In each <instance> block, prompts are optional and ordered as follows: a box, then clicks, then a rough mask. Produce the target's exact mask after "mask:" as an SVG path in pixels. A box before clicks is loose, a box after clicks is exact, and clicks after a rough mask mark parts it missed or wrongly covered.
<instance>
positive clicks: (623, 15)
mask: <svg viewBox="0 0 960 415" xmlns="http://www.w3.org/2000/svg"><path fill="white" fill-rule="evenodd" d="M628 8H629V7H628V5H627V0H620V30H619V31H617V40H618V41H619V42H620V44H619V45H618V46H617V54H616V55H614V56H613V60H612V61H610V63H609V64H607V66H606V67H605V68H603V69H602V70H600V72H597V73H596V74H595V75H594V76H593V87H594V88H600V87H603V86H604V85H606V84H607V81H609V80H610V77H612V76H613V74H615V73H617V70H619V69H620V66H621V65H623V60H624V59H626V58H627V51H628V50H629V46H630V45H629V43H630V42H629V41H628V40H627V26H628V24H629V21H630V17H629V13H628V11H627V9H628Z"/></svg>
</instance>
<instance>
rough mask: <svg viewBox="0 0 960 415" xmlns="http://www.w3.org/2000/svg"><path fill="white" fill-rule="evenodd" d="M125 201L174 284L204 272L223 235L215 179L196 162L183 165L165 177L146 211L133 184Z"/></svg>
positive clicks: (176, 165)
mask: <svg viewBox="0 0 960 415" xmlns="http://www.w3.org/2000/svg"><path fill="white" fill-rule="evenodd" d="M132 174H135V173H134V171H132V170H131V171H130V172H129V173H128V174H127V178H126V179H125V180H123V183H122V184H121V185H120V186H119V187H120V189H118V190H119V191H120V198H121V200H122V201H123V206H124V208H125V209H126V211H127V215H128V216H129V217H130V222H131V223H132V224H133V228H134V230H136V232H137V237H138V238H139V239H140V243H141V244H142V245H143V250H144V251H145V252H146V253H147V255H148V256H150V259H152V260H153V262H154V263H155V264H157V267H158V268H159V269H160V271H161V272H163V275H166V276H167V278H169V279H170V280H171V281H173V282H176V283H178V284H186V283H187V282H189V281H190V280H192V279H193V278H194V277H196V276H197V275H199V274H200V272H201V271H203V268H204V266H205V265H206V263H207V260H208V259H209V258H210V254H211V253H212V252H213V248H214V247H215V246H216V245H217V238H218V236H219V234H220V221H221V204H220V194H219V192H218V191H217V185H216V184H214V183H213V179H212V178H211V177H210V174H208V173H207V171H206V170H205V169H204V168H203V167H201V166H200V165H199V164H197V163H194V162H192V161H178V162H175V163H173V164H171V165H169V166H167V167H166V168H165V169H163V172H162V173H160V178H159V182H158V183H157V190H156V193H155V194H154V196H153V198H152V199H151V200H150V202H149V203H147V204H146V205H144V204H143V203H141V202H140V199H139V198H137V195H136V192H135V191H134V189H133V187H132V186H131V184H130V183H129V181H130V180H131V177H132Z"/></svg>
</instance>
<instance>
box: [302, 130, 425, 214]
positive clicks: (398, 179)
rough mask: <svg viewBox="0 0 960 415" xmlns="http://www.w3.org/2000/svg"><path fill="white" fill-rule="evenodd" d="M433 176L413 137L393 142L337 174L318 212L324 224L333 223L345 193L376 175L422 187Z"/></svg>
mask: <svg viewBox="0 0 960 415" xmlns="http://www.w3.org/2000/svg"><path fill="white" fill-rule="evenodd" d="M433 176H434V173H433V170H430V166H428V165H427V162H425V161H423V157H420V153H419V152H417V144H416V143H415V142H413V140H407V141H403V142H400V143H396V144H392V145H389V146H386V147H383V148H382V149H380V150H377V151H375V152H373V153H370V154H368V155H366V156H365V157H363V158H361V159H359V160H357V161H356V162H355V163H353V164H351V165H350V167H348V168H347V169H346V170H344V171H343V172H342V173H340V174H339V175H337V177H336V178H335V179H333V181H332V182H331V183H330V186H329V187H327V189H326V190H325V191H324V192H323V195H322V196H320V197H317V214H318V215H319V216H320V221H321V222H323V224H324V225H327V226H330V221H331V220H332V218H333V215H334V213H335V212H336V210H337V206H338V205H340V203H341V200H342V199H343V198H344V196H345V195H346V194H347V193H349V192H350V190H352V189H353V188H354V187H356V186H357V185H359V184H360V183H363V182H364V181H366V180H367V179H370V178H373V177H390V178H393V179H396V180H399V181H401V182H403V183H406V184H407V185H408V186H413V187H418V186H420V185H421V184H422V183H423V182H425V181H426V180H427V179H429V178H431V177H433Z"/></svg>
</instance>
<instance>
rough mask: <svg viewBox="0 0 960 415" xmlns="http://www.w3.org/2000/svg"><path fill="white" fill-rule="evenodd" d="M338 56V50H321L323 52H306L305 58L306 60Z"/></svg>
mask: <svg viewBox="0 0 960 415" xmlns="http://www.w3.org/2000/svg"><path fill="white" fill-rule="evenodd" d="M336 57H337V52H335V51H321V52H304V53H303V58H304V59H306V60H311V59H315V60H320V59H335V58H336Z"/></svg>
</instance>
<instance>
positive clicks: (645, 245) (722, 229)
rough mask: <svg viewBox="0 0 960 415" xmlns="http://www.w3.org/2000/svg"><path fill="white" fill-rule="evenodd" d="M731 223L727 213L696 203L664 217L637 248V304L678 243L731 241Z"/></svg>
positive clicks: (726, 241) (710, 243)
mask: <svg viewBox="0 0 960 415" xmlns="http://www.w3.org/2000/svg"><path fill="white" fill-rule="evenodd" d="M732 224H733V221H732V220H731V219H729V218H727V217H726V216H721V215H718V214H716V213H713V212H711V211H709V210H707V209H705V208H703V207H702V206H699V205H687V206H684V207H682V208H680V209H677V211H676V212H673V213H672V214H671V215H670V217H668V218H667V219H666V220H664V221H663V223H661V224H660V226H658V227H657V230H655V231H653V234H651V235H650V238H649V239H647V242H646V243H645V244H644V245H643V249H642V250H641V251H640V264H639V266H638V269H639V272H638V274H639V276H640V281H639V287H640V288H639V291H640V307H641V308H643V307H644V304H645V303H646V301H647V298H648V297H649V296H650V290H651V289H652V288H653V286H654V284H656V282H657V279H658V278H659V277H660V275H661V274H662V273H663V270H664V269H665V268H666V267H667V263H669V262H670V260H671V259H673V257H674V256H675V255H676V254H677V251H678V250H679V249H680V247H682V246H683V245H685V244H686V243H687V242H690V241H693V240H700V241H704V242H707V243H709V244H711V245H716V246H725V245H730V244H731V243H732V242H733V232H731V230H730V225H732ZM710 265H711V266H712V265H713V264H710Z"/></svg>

^^^^

Retype all of the data above, character for character, with no changes.

In each <instance> block, prompts are optional and ordered as follows: a box, then clicks, then a rough mask. Produce the target's exact mask after "mask:" as an SVG path in pixels. A box before clicks is loose, a box after clicks is exact, and clicks after a rough mask mark parts it missed or wrongly covered.
<instance>
positive clicks: (623, 15)
mask: <svg viewBox="0 0 960 415" xmlns="http://www.w3.org/2000/svg"><path fill="white" fill-rule="evenodd" d="M628 8H629V7H628V5H627V0H620V30H619V31H617V40H618V41H619V42H620V44H619V45H618V46H617V54H616V55H614V56H613V60H612V61H610V63H609V64H607V66H606V67H605V68H603V69H602V70H600V72H597V73H596V74H595V75H594V76H593V87H594V88H600V87H603V86H604V85H606V84H607V81H609V80H610V77H612V76H613V74H615V73H617V70H619V69H620V66H621V65H623V60H624V59H626V58H627V51H628V50H629V46H630V45H629V43H630V42H629V41H628V40H627V26H628V24H629V21H630V17H629V13H628V11H627V9H628Z"/></svg>
</instance>
<instance>
rough mask: <svg viewBox="0 0 960 415" xmlns="http://www.w3.org/2000/svg"><path fill="white" fill-rule="evenodd" d="M125 201L174 284L204 272L223 235L215 179L196 162L183 165L165 177L146 211L133 184Z"/></svg>
positive clicks: (176, 165)
mask: <svg viewBox="0 0 960 415" xmlns="http://www.w3.org/2000/svg"><path fill="white" fill-rule="evenodd" d="M132 174H135V173H134V171H132V170H131V171H130V172H129V173H128V174H127V178H126V179H125V180H123V183H122V184H121V185H120V186H119V187H120V189H118V190H119V191H120V198H121V200H122V201H123V206H124V208H125V209H126V211H127V215H128V216H129V217H130V222H131V223H132V224H133V228H134V230H136V232H137V237H138V238H139V239H140V243H141V244H142V245H143V250H144V251H145V252H146V253H147V255H148V256H150V259H152V260H153V262H154V263H155V264H157V267H158V268H159V269H160V271H161V272H163V275H166V276H167V278H169V279H170V280H171V281H173V282H176V283H178V284H186V283H187V282H189V281H190V280H192V279H193V278H194V277H196V276H197V275H199V274H200V272H201V271H203V268H204V266H205V265H206V263H207V260H208V259H209V258H210V254H211V253H212V252H213V248H214V247H215V246H216V245H217V238H218V236H219V234H220V221H221V204H220V194H219V192H218V191H217V185H216V184H214V183H213V179H212V178H211V177H210V174H208V173H207V171H206V170H205V169H204V168H203V167H201V166H200V165H199V164H197V163H194V162H192V161H178V162H175V163H173V164H171V165H169V166H167V167H166V168H165V169H163V172H162V173H160V178H159V182H158V183H157V190H156V193H155V194H154V196H153V198H152V199H151V200H150V202H149V203H147V204H146V205H144V204H143V203H141V202H140V199H139V198H137V195H136V192H135V191H134V189H133V187H132V186H131V184H130V183H129V181H130V180H131V177H132Z"/></svg>
</instance>
<instance>
box: [302, 130, 425, 214]
positive clicks: (398, 179)
rough mask: <svg viewBox="0 0 960 415" xmlns="http://www.w3.org/2000/svg"><path fill="white" fill-rule="evenodd" d="M433 176L413 137L393 142L337 174L318 212L324 224L333 223L345 193L376 175L422 187Z"/></svg>
mask: <svg viewBox="0 0 960 415" xmlns="http://www.w3.org/2000/svg"><path fill="white" fill-rule="evenodd" d="M433 176H434V173H433V170H430V166H428V165H427V162H425V161H423V157H420V153H419V152H417V144H416V143H415V142H413V140H407V141H403V142H400V143H396V144H392V145H389V146H386V147H383V148H382V149H380V150H377V151H375V152H373V153H370V154H368V155H366V156H365V157H363V158H361V159H359V160H357V161H356V162H355V163H353V164H351V165H350V167H348V168H347V169H346V170H344V171H343V172H342V173H340V174H339V175H337V177H336V178H335V179H333V181H332V182H331V183H330V186H329V187H327V189H326V190H325V191H324V192H323V195H322V196H320V197H317V214H318V215H319V216H320V221H321V222H323V224H324V225H327V226H330V221H331V220H332V218H333V215H334V213H335V212H336V210H337V206H338V205H340V203H341V200H342V199H343V198H344V196H345V195H346V194H347V193H349V192H350V190H352V189H353V188H354V187H356V186H357V185H359V184H360V183H363V182H364V181H366V180H367V179H370V178H373V177H390V178H393V179H396V180H399V181H401V182H403V183H406V184H407V185H408V186H413V187H418V186H420V185H421V184H422V183H423V182H425V181H426V180H427V179H429V178H431V177H433Z"/></svg>
</instance>
<instance>
rough mask: <svg viewBox="0 0 960 415" xmlns="http://www.w3.org/2000/svg"><path fill="white" fill-rule="evenodd" d="M338 56V50H321L323 52H306L305 58L306 60Z"/></svg>
mask: <svg viewBox="0 0 960 415" xmlns="http://www.w3.org/2000/svg"><path fill="white" fill-rule="evenodd" d="M336 57H337V52H335V51H321V52H304V53H303V58H304V59H306V60H311V59H315V60H320V59H335V58H336Z"/></svg>
</instance>
<instance>
positive clicks: (645, 245) (722, 229)
rough mask: <svg viewBox="0 0 960 415" xmlns="http://www.w3.org/2000/svg"><path fill="white" fill-rule="evenodd" d="M731 223L727 213L696 203L664 217L637 248V304L678 243L731 241Z"/></svg>
positive clicks: (726, 241) (710, 243)
mask: <svg viewBox="0 0 960 415" xmlns="http://www.w3.org/2000/svg"><path fill="white" fill-rule="evenodd" d="M732 224H733V221H732V220H731V219H729V218H727V217H726V216H721V215H718V214H716V213H713V212H711V211H709V210H707V209H705V208H703V207H702V206H699V205H687V206H684V207H682V208H680V209H677V211H676V212H673V213H672V214H671V215H670V217H668V218H667V219H666V220H664V221H663V223H661V224H660V226H658V227H657V230H655V231H653V234H651V235H650V238H649V239H647V242H646V243H645V244H644V245H643V249H642V250H641V251H640V264H639V266H638V269H639V272H638V274H639V276H640V281H639V287H640V288H639V291H640V307H641V308H643V307H644V304H645V303H646V301H647V298H648V297H649V296H650V290H651V289H652V288H653V286H654V284H656V282H657V279H658V278H659V277H660V275H661V274H662V273H663V270H664V269H665V268H666V267H667V263H669V262H670V260H671V259H673V257H674V256H675V255H676V254H677V251H678V250H679V249H680V247H682V246H683V245H685V244H686V243H687V242H690V241H693V240H700V241H704V242H707V243H709V244H711V245H716V246H725V245H730V244H731V243H732V242H733V232H731V230H730V225H732ZM710 265H711V266H712V265H713V264H710Z"/></svg>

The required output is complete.